:: The exercise ::
Count the lines in the items below that contain the word "woman", treating uppercase and lowercase as different. Reply with the number alone.

:: Record extracts ::
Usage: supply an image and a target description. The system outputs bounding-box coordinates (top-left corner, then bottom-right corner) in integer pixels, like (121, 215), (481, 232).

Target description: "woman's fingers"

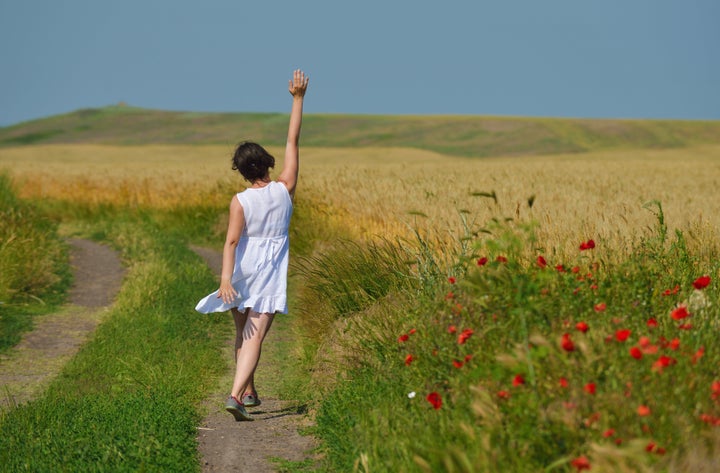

(288, 69), (310, 95)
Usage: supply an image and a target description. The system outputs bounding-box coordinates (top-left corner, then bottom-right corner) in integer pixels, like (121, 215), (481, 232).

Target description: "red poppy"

(425, 391), (442, 410)
(580, 240), (595, 251)
(663, 284), (680, 296)
(458, 328), (473, 345)
(583, 412), (600, 427)
(615, 329), (632, 342)
(642, 345), (658, 355)
(670, 305), (690, 320)
(652, 355), (677, 372)
(691, 347), (705, 365)
(693, 276), (710, 290)
(570, 457), (590, 471)
(710, 381), (720, 399)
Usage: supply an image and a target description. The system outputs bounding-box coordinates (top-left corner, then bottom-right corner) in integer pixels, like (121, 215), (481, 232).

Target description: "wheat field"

(0, 145), (720, 251)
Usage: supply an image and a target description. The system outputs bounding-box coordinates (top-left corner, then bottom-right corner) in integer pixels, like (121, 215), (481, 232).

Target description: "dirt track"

(0, 239), (125, 407)
(0, 239), (314, 472)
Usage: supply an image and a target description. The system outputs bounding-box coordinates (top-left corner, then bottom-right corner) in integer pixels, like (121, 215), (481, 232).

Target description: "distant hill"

(0, 105), (720, 157)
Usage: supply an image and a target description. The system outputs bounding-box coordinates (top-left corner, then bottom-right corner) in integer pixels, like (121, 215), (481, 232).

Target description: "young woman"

(195, 70), (308, 420)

:: Full solution ::
2